__Your assignment__. Your task is to print all of the data word for word.

[Referring expression data]
———
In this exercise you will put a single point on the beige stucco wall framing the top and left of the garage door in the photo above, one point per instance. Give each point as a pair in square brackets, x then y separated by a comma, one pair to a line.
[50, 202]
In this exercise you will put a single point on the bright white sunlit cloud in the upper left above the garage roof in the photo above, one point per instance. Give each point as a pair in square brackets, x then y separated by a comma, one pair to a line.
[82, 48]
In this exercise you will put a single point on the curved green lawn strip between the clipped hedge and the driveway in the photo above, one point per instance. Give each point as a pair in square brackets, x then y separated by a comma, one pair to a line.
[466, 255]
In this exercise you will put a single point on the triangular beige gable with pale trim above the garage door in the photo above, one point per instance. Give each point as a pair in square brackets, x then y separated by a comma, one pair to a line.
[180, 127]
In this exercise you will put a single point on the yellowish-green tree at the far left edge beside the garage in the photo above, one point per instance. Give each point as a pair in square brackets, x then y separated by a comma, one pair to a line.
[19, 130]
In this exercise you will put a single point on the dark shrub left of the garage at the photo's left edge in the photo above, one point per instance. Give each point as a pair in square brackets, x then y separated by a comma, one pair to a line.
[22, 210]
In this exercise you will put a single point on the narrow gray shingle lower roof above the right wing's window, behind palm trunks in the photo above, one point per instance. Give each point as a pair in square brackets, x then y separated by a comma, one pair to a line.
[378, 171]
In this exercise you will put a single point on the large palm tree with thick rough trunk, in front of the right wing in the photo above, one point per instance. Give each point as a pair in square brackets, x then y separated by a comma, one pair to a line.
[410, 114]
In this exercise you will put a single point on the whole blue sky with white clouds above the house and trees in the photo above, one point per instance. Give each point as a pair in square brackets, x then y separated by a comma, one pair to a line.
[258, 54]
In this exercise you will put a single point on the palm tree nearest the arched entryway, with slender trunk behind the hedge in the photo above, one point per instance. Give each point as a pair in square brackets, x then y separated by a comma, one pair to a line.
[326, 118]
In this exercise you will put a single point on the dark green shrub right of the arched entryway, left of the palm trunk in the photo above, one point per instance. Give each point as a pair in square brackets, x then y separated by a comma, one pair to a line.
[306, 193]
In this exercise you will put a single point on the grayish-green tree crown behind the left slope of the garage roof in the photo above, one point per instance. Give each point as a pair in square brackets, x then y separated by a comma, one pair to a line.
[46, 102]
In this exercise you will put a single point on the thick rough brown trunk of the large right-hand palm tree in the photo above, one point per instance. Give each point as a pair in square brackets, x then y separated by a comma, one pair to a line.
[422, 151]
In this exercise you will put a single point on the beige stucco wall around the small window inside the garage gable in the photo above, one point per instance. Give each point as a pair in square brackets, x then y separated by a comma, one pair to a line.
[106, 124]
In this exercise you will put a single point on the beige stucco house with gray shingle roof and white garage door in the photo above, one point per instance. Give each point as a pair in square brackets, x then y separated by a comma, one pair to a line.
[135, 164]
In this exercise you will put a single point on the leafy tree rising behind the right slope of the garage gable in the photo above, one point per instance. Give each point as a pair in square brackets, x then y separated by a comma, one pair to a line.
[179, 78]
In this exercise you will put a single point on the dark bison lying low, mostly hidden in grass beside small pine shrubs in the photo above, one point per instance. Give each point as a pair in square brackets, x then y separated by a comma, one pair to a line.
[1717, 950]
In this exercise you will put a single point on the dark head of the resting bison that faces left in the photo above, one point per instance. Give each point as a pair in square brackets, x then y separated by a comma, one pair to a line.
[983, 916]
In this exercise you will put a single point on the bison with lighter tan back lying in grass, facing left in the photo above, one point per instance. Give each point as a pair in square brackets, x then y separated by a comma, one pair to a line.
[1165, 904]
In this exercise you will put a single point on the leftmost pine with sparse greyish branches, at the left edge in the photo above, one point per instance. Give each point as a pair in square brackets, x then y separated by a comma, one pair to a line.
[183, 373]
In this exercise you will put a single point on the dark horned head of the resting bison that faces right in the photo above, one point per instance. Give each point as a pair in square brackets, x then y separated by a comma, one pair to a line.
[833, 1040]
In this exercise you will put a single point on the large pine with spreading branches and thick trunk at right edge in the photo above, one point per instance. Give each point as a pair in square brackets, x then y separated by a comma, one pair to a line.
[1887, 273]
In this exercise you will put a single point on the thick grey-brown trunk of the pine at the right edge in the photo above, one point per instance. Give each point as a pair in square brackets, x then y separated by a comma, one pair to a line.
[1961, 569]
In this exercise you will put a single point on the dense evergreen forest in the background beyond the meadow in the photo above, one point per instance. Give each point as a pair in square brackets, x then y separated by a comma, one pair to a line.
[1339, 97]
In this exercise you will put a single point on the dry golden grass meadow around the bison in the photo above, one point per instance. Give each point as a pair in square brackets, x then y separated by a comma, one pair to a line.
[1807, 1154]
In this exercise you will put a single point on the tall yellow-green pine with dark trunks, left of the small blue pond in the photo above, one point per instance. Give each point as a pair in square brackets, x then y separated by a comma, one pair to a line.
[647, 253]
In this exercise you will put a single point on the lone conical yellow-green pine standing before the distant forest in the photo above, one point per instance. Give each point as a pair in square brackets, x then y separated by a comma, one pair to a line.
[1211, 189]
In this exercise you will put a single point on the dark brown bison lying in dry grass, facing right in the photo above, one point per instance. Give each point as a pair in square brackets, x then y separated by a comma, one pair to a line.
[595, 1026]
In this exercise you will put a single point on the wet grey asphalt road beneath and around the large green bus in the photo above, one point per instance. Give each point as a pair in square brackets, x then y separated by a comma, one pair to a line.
———
__Answer section__.
In this exercise you will put a single point on the beige stucco wall framing the top and left of the garage door in the photo above, one point per instance. Give each point as a pair in square brackets, x then y separated by a comma, one pair to a line.
[50, 202]
In this exercise you will put a single point on the bright white sunlit cloud in the upper left above the garage roof in the photo above, one point per instance. Give each point as a pair in square brackets, x then y separated by a comma, one pair to a line.
[82, 48]
In this exercise you will put a single point on the curved green lawn strip between the clipped hedge and the driveway in the photo above, one point per instance. Give each point as a pair in square brackets, x then y separated by a comma, one pair to a line.
[466, 255]
In this exercise you will put a single point on the triangular beige gable with pale trim above the garage door in the photo above, one point per instance. Give each point as a pair in square brackets, x then y separated by a comma, one pair to a line.
[180, 127]
In this exercise you will put a single point on the yellowish-green tree at the far left edge beside the garage in the photo above, one point per instance. Give each point as a pair in square brackets, x then y separated by a comma, one pair to a line.
[19, 130]
In this exercise you will put a single point on the dark shrub left of the garage at the photo's left edge in the photo above, one point per instance. Give each point as a pair in square brackets, x then y separated by a comma, one pair to a line.
[22, 210]
In this exercise you will put a single point on the narrow gray shingle lower roof above the right wing's window, behind palm trunks in the photo above, one point per instance. Give each point as a pair in square brackets, x then y separated by a comma, one pair to a line.
[378, 171]
In this exercise you will put a single point on the large palm tree with thick rough trunk, in front of the right wing in the photo above, one point per instance. Give each point as a pair in square brackets, x then y separated by a comma, one pair to a line.
[410, 114]
In this exercise you will put a single point on the whole blue sky with white clouds above the house and trees in the photo above, one point per instance. Give each point as a pair in square brackets, x then y separated by a comma, one pair to a line.
[258, 54]
In this exercise you will put a single point on the palm tree nearest the arched entryway, with slender trunk behind the hedge in the photo above, one point per instance. Give each point as a pair in square brackets, x then y separated by a comma, one pair to a line.
[326, 118]
In this exercise you will put a single point on the dark green shrub right of the arched entryway, left of the palm trunk in the photo above, one point per instance. Give each point as a pair in square brackets, x then y separated by a comma, one pair to a line.
[306, 193]
In this exercise you will put a single point on the grayish-green tree crown behind the left slope of the garage roof in the photo above, one point per instance. Give each point as a pair in square brackets, x then y separated by a comma, one pair to a line.
[46, 102]
In this exercise you will put a single point on the thick rough brown trunk of the large right-hand palm tree in the photo above, one point per instance. Give each point as a pair in square brackets, x then y separated by a comma, one pair to a line.
[422, 151]
In this exercise you will put a single point on the beige stucco wall around the small window inside the garage gable in the photo above, one point per instance. Give each point as a pair in square brackets, x then y separated by a comma, one pair to a line.
[106, 124]
In this exercise you will put a single point on the beige stucco house with gray shingle roof and white garage door in the photo above, one point per instance. Give each point as a pair in square brackets, x then y separated by a comma, one pair to a line.
[135, 164]
In this exercise you will put a single point on the leafy tree rising behind the right slope of the garage gable in the photo above, one point per instance. Give each point as a pair in square brackets, x then y separated by a comma, one pair to a line.
[179, 78]
In this exercise you will put a single point on the dark bison lying low, mostly hidden in grass beside small pine shrubs in the photo above, one point per instance. Give each point as a pair in square brackets, x then y separated by a comma, one pair to a line.
[1717, 950]
In this exercise you will put a single point on the dark head of the resting bison that faces left in the photo above, one point per instance. Give each point as a pair in square brackets, x then y separated by a comma, one pair to a line.
[983, 916]
In this exercise you will put a single point on the bison with lighter tan back lying in grass, facing left in the photo above, one point per instance. Give each point as a pair in square brackets, x then y separated by a comma, one pair to a line.
[1165, 904]
In this exercise you will put a single point on the leftmost pine with sparse greyish branches, at the left edge in the photo above, one point per instance. Give each point as a pair in square brackets, x then y separated by a comma, one pair to a line.
[183, 373]
In this exercise you will put a single point on the dark horned head of the resting bison that faces right in the photo above, one point per instance. Give each point as a pair in square brackets, x then y separated by a comma, one pair to a line.
[833, 1040]
In this exercise you will put a single point on the large pine with spreading branches and thick trunk at right edge in the photo above, one point per instance. Give each point as a pair in square brackets, x then y separated by a comma, one pair to a line.
[1887, 273]
In this exercise you will put a single point on the thick grey-brown trunk of the pine at the right edge in the photo above, one point per instance. Give each point as a pair in square brackets, x then y separated by a comma, one pair to a line.
[1961, 569]
In this exercise you will put a single point on the dense evergreen forest in the background beyond the meadow in the photo above, one point per instance. Give each point as a pair in square brackets, x then y separated by a comma, one pair to a line.
[1339, 97]
In this exercise you will put a single point on the dry golden grass meadow around the bison in the photo above, one point per instance. Give each point as a pair in square brackets, x then y separated by a comma, one pair to a line.
[1807, 1154]
In this exercise you will put a single point on the tall yellow-green pine with dark trunks, left of the small blue pond in the photo above, one point per instance. Give each point as a pair in square brackets, x then y separated by a comma, one pair to a line.
[647, 253]
In this exercise you will put a single point on the lone conical yellow-green pine standing before the distant forest in the photo above, one point per instance. Give each point as a pair in square brackets, x then y separated by a comma, one pair to a line.
[1211, 189]
In this exercise you will put a single point on the dark brown bison lying in dry grass, facing right in the photo above, one point per instance. Give each point as a pair in square brackets, x then y separated by a comma, one pair to a line.
[595, 1026]
In this exercise you will put a single point on the wet grey asphalt road beneath and around the large green bus in the photo above, one point per instance. Give each point as a pair in square brackets, x then y separated by a comma, one pair to a line.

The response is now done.